══ PASSAGE GIVEN ══

There were two tasks, one as urgent as the other, within the perspectives of the preparation for the approaching arrival of the Millennium. The fulfillment of the promises of the Apocalypse depended on the conversion of the Indians, but there was still a need to tie the latter, in one way or another, to Adam's descendants and with the peoples of the Old Testament. . . . . .
The definite apocalyptic meaning given to the evangelizing mission and the conviction of living in the prelude to the end time, of being on the eve of the reign of the Holy Spirit promised by Fiore as an prelude to the Millennium should be stressed, "... In the last age of the world...". . .
The different elements that made up the profile of the future apostle of Mexico were coherent and clearly had a real identification with a prophetic spirituality, impregnated with the eschatological views of millenarian Joachinism.
. . .

═══

__EXERCISE TASK 1__
Reproduce the part of the passage on the evangelizing mission and the Millennium that opens with the words containing "The different elements" and closes with "of millenarian Joachinism.".
__EXERCISE TASK 2__
According to the passage on the evangelizing mission and the Millennium, why was the conversion of the Indians an urgent task? Answer in one to three sentences.
__EXERCISE TASK 3__
Carry on with the passage on the evangelizing mission and the Millennium from the point where it stops.
The data that comes next is separate material and has no connection to the passage on the evangelizing mission and the Millennium.

══ DATA LISTING ══

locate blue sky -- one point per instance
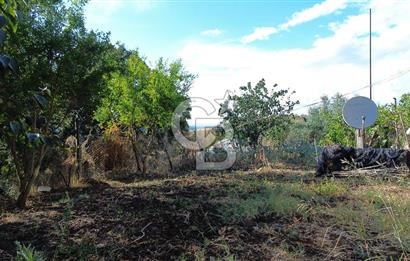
(161, 28)
(313, 47)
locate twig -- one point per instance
(337, 242)
(143, 233)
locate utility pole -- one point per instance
(370, 53)
(360, 133)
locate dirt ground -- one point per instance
(194, 217)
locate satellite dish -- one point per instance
(360, 112)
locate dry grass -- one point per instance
(267, 214)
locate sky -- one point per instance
(314, 48)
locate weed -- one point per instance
(28, 253)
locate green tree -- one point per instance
(258, 111)
(142, 100)
(59, 71)
(326, 123)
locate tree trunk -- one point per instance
(136, 155)
(78, 149)
(31, 172)
(165, 141)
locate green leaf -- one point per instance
(4, 62)
(3, 21)
(15, 127)
(41, 100)
(12, 65)
(2, 37)
(33, 137)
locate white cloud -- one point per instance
(212, 32)
(337, 63)
(318, 10)
(99, 11)
(260, 33)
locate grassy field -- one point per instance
(281, 214)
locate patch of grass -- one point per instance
(28, 253)
(330, 188)
(278, 199)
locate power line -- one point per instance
(388, 79)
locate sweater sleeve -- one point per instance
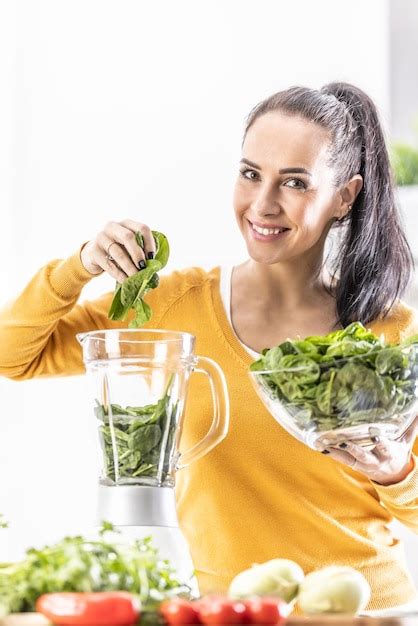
(401, 499)
(38, 329)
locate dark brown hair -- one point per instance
(374, 262)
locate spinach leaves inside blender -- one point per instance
(139, 440)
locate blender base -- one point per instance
(137, 505)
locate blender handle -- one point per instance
(220, 423)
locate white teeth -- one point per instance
(267, 231)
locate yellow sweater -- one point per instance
(261, 493)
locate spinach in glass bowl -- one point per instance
(333, 388)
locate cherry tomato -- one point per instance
(266, 610)
(216, 610)
(178, 611)
(113, 608)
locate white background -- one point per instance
(136, 109)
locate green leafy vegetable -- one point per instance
(79, 564)
(137, 442)
(342, 379)
(130, 294)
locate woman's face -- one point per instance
(284, 198)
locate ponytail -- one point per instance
(374, 263)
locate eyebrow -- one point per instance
(284, 170)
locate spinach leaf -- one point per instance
(129, 294)
(345, 378)
(142, 436)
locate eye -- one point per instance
(246, 171)
(299, 184)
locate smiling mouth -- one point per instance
(267, 232)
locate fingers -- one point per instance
(109, 266)
(410, 434)
(361, 455)
(119, 253)
(131, 254)
(149, 242)
(118, 241)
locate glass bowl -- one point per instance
(347, 399)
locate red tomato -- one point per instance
(113, 608)
(266, 610)
(216, 610)
(178, 611)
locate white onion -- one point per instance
(334, 589)
(278, 577)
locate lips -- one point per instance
(264, 233)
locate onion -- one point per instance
(334, 589)
(279, 577)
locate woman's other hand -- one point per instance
(115, 250)
(388, 463)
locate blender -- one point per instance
(139, 381)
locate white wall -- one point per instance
(135, 109)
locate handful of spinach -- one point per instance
(79, 564)
(137, 442)
(342, 379)
(130, 294)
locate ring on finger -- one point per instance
(108, 255)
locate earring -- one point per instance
(340, 219)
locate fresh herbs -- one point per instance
(79, 564)
(130, 294)
(137, 442)
(342, 379)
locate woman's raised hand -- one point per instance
(115, 250)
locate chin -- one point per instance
(264, 257)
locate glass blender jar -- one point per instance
(139, 381)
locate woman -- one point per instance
(311, 161)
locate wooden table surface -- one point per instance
(35, 619)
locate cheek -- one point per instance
(239, 199)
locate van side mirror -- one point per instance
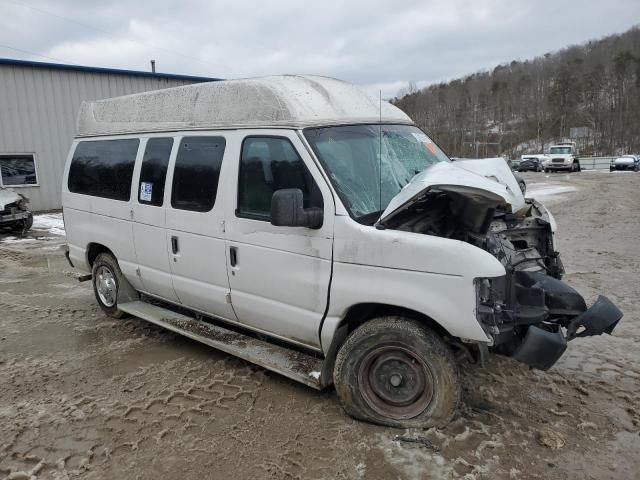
(287, 210)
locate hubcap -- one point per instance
(106, 286)
(395, 382)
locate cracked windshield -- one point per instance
(366, 182)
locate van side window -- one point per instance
(103, 168)
(153, 171)
(268, 164)
(195, 178)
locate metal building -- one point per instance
(39, 103)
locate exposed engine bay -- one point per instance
(529, 313)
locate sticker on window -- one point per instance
(146, 189)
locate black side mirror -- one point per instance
(287, 210)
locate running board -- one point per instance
(301, 367)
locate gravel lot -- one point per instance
(86, 396)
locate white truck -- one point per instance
(562, 156)
(301, 225)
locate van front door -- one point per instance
(195, 228)
(149, 234)
(279, 276)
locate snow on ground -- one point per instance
(51, 222)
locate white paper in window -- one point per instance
(146, 189)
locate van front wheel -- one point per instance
(107, 277)
(394, 371)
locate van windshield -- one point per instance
(365, 180)
(560, 150)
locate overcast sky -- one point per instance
(381, 45)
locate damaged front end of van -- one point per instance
(528, 313)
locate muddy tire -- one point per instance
(107, 278)
(394, 371)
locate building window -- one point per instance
(268, 164)
(17, 170)
(195, 176)
(103, 168)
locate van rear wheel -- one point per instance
(107, 278)
(394, 371)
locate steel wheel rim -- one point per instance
(106, 286)
(395, 382)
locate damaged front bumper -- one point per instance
(531, 316)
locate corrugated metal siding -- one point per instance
(38, 109)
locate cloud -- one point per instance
(382, 45)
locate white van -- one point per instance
(297, 223)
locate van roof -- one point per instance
(277, 101)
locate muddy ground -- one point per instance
(86, 396)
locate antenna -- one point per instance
(380, 150)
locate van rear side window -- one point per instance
(195, 177)
(103, 168)
(153, 171)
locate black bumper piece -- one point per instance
(602, 317)
(540, 348)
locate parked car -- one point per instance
(14, 211)
(625, 162)
(563, 156)
(259, 217)
(531, 163)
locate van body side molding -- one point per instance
(298, 366)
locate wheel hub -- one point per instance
(106, 286)
(395, 382)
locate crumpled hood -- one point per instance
(488, 181)
(8, 196)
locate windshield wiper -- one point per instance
(369, 218)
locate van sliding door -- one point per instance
(195, 227)
(149, 232)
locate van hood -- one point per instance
(488, 182)
(8, 196)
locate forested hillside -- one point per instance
(589, 92)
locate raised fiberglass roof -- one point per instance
(284, 100)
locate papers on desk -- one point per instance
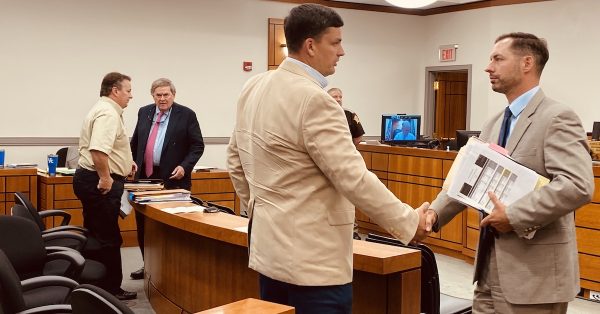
(65, 171)
(480, 167)
(203, 168)
(145, 197)
(22, 165)
(184, 209)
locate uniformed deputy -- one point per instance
(356, 129)
(105, 160)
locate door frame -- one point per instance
(429, 118)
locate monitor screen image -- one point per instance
(462, 136)
(398, 128)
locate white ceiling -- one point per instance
(441, 3)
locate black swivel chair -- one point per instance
(21, 241)
(27, 210)
(432, 300)
(36, 295)
(89, 299)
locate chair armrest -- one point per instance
(55, 212)
(49, 309)
(58, 235)
(44, 281)
(76, 262)
(52, 249)
(66, 228)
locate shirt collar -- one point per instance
(165, 115)
(311, 71)
(114, 104)
(518, 105)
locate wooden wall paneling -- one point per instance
(453, 230)
(419, 166)
(379, 161)
(367, 158)
(589, 268)
(587, 215)
(276, 38)
(588, 241)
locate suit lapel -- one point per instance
(171, 126)
(146, 125)
(524, 121)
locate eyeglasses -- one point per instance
(161, 96)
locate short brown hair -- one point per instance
(524, 43)
(110, 80)
(160, 83)
(308, 21)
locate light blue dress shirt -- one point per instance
(518, 105)
(312, 72)
(160, 136)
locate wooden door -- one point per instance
(277, 46)
(450, 103)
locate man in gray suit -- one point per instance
(527, 257)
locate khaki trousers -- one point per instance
(488, 296)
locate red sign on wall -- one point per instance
(448, 53)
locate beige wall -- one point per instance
(54, 54)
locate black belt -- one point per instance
(115, 176)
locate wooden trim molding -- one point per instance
(422, 12)
(74, 141)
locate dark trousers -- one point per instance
(308, 299)
(100, 217)
(169, 184)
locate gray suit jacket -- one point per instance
(549, 139)
(293, 164)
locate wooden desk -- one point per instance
(198, 261)
(16, 180)
(57, 193)
(416, 175)
(251, 306)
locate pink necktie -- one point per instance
(148, 155)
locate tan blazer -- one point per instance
(293, 164)
(549, 139)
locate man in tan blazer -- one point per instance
(527, 257)
(296, 170)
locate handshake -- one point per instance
(427, 218)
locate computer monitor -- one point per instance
(462, 137)
(596, 131)
(400, 128)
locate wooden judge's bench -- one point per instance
(416, 175)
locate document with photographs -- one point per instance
(480, 167)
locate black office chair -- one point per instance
(432, 300)
(30, 212)
(221, 208)
(36, 295)
(22, 242)
(89, 299)
(62, 157)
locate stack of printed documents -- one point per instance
(480, 167)
(145, 197)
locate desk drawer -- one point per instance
(587, 216)
(588, 241)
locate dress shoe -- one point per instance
(138, 274)
(125, 295)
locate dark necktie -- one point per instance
(487, 234)
(505, 128)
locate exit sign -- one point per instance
(448, 53)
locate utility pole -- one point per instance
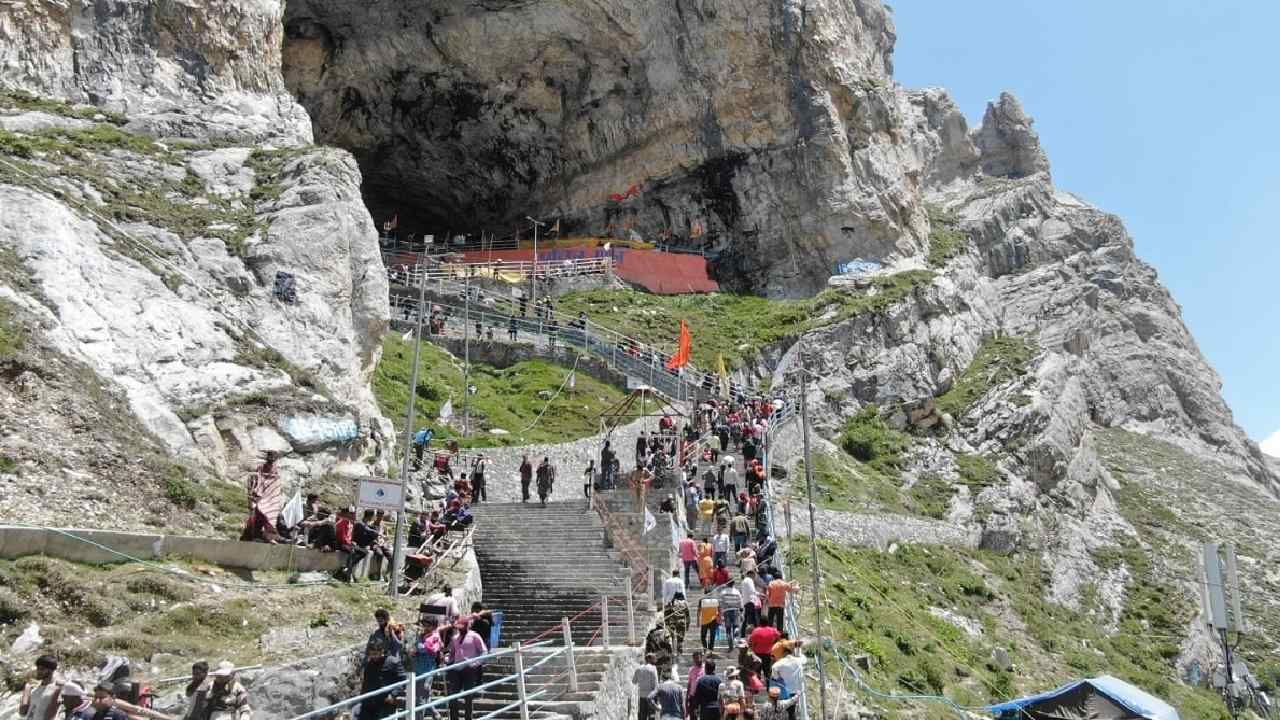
(466, 355)
(813, 532)
(533, 282)
(398, 551)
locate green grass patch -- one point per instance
(997, 361)
(945, 240)
(844, 483)
(880, 605)
(931, 496)
(508, 399)
(13, 335)
(734, 326)
(871, 441)
(976, 470)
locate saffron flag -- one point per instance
(685, 351)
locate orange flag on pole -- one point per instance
(685, 351)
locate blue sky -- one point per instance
(1162, 112)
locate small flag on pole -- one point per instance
(685, 351)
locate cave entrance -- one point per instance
(435, 153)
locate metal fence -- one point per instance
(644, 363)
(501, 269)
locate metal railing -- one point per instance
(641, 361)
(496, 269)
(616, 350)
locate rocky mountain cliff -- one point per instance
(155, 181)
(141, 236)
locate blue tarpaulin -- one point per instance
(1134, 700)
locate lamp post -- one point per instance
(398, 548)
(533, 281)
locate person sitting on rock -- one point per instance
(380, 671)
(40, 696)
(220, 696)
(264, 501)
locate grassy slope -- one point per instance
(504, 399)
(997, 360)
(878, 605)
(87, 611)
(734, 326)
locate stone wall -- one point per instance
(96, 547)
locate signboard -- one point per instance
(379, 495)
(856, 267)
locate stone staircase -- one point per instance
(539, 565)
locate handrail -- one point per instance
(415, 677)
(777, 419)
(575, 267)
(592, 328)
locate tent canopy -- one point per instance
(1095, 698)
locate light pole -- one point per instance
(533, 282)
(398, 548)
(813, 532)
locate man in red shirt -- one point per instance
(689, 556)
(760, 641)
(344, 529)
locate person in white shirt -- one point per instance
(720, 548)
(750, 601)
(671, 586)
(790, 669)
(731, 610)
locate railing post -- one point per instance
(604, 620)
(411, 695)
(520, 683)
(631, 613)
(568, 654)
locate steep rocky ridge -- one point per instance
(184, 68)
(773, 127)
(141, 240)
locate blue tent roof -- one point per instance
(1137, 701)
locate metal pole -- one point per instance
(398, 547)
(604, 620)
(466, 358)
(411, 693)
(520, 683)
(813, 533)
(568, 655)
(631, 611)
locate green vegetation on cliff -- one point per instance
(945, 240)
(508, 399)
(999, 360)
(735, 326)
(929, 618)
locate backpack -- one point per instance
(691, 497)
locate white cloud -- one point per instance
(1271, 446)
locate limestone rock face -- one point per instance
(209, 358)
(177, 68)
(775, 130)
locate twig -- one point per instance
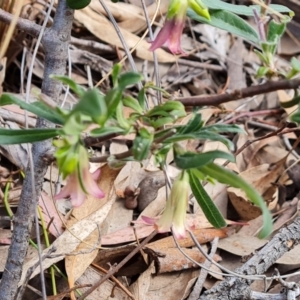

═══

__FINAL RESULT 1__
The different elements that made up the profile of the future apostle of Mexico were coherent and clearly had a real identification with a prophetic spirituality, impregnated with the eschatological views of millenarian Joachinism.

__FINAL RESULT 2__
The conversion of the Indians was urgent because the fulfillment of the promises of the Apocalypse depended on it. It was part of preparing for the approaching arrival of the Millennium.

__FINAL RESULT 3__
There is no doubt that the men chosen by los Angeles and Valencia to make up the first group of missionaries to face the unknown in Mexico had been selected because of their belief in the views of their guardians and because they shared the same hopes about the ultimate significance of their enterprise. Two of the first chosen, Fray Toribio de Benavente and Fray Martín de la Coruña, who later participated in the ethnographic inquiries about the native civilizations, were clearly oriented in those directions. It also appears that subsequent missionaries chosen were also believers in Guadalupism and were fervent followers of San Gabriel, and this was done long enough to maintain and make the particular ethos of the Mexican mission irreversible.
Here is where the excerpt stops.